=== Section Start ===

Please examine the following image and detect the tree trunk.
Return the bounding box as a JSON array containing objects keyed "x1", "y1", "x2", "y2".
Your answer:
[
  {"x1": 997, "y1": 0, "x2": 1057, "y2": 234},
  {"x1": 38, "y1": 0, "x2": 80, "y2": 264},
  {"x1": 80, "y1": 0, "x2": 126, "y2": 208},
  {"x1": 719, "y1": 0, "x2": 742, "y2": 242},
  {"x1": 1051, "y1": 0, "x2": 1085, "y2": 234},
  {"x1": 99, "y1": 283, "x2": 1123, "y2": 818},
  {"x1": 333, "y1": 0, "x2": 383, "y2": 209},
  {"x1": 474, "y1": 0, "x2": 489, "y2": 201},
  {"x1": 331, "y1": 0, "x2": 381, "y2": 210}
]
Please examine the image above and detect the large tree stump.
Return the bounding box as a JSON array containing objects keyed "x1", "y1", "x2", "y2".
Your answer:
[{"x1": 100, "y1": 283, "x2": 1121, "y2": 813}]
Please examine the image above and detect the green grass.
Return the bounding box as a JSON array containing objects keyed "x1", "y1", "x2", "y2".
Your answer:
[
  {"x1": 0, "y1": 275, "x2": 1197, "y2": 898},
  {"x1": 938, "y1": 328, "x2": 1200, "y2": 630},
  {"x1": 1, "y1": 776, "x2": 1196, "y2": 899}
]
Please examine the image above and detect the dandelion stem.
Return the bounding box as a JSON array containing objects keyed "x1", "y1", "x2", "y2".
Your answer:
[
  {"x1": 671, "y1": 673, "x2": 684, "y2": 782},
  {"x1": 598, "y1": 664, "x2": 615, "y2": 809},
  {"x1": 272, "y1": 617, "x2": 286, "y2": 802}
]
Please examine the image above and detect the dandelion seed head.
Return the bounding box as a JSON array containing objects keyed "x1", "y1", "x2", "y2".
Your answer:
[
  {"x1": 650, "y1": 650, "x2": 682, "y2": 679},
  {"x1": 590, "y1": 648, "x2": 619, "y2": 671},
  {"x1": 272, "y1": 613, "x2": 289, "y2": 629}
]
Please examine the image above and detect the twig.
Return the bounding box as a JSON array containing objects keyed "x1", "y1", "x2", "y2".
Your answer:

=== Section End ===

Note how many lines in the data above have the string "examine" in them, and give that number by itself.

Reply to the task: 6